Work item: Reproduce word for word every line of the entries below, from the line containing "# a single point is shaped like point(650, 47)" through the final line, and nothing else.

Data excerpts:
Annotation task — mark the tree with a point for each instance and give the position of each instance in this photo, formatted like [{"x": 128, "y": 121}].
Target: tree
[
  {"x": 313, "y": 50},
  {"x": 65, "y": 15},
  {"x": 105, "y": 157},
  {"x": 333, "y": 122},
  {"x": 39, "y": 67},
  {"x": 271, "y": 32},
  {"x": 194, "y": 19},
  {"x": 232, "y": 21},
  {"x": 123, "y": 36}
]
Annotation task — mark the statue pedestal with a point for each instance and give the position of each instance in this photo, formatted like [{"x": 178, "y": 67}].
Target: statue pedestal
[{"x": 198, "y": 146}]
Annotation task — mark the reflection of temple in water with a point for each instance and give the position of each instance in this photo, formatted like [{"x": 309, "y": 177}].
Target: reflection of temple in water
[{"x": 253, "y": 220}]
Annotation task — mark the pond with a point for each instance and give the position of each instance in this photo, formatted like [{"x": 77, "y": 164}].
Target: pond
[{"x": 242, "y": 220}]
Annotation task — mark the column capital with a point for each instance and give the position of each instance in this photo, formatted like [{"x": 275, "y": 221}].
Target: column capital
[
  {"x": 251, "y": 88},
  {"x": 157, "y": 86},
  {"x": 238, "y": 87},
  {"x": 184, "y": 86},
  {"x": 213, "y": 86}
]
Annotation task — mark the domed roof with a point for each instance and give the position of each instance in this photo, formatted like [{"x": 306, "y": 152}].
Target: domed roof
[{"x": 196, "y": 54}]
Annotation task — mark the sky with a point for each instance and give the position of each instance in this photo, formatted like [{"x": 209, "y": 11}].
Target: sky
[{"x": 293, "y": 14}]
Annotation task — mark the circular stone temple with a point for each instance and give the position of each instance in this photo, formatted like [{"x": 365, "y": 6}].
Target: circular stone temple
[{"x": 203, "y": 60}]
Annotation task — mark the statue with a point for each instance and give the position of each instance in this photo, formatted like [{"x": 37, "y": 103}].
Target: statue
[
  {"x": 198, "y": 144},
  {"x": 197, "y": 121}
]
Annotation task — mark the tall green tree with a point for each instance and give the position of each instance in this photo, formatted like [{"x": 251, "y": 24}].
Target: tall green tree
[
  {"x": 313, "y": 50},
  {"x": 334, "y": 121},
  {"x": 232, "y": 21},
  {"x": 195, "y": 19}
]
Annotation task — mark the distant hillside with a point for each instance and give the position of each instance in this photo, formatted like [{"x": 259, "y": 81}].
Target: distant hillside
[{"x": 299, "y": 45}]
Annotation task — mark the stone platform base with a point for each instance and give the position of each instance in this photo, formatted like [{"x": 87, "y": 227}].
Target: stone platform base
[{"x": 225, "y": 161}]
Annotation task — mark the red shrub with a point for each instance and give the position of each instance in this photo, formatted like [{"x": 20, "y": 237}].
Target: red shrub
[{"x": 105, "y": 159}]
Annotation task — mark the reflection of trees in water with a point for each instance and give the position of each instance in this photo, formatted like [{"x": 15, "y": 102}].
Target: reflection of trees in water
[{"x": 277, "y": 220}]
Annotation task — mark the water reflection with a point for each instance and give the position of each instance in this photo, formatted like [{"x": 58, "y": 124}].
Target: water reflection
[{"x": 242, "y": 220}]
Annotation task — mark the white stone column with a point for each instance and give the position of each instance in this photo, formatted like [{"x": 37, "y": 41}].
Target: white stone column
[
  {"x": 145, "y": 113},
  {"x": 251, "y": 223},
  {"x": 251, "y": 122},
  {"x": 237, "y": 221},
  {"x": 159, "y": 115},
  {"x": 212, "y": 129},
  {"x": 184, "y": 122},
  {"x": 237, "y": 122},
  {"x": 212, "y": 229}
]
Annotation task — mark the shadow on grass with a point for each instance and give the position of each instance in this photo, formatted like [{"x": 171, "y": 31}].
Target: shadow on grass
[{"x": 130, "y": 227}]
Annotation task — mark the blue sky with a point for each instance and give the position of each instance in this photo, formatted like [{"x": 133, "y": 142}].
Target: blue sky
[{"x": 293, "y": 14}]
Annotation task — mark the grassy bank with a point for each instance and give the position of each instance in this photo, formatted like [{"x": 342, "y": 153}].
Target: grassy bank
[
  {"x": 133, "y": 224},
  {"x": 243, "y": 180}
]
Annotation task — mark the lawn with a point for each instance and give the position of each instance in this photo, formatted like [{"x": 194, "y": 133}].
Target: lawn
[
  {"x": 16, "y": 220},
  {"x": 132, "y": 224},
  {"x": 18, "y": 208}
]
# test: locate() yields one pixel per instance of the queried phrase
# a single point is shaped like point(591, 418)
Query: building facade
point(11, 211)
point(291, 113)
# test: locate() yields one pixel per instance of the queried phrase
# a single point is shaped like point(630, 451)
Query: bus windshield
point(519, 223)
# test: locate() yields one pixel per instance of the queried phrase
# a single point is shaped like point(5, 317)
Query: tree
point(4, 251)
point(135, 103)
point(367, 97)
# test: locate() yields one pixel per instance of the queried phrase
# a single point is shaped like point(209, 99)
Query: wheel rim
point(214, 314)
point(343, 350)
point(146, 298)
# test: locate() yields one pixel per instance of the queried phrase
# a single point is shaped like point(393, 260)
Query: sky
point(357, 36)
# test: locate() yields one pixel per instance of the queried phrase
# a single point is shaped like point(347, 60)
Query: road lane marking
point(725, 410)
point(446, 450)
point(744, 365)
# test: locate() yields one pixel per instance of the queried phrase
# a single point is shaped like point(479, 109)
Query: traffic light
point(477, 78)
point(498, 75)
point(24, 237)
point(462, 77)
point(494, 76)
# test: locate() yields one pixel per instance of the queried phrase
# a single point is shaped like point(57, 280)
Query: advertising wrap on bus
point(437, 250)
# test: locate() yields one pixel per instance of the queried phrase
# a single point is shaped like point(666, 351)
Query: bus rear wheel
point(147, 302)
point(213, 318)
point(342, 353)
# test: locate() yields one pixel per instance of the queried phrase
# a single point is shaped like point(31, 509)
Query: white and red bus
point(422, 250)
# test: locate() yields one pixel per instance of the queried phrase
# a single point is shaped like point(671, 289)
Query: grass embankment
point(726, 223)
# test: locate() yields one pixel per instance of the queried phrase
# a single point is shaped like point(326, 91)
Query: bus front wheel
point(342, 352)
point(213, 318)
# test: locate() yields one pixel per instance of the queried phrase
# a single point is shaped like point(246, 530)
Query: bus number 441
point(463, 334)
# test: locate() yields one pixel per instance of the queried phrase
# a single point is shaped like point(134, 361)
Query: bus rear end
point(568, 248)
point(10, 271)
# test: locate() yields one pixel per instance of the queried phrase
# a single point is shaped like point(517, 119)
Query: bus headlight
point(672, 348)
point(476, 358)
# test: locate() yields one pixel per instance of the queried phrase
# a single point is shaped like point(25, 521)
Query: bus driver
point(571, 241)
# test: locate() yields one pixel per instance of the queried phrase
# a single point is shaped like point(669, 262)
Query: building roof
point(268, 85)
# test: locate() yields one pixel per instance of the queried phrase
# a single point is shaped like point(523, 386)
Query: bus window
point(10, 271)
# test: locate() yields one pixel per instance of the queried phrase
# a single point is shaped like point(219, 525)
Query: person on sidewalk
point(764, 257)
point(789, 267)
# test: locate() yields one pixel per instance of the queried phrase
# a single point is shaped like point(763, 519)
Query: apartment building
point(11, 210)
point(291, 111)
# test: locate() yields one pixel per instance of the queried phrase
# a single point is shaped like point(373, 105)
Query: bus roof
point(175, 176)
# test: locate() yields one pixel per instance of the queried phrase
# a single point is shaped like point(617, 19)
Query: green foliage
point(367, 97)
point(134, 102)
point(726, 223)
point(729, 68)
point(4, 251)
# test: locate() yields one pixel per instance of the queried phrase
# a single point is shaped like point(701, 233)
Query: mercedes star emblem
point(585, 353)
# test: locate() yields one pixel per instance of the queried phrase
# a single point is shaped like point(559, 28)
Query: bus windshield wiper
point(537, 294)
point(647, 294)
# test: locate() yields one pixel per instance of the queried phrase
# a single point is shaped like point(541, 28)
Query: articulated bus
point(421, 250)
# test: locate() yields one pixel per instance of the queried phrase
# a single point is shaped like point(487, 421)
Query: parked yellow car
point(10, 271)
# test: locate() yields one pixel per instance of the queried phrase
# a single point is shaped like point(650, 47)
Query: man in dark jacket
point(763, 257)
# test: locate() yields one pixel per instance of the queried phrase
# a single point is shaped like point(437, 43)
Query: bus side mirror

Response:
# a single point is shaped like point(650, 47)
Query: man in dark jacket
point(763, 257)
# test: locate() yields one pixel per instance of the queried phrase
# a single point is shaped like point(437, 43)
Query: bus side mirror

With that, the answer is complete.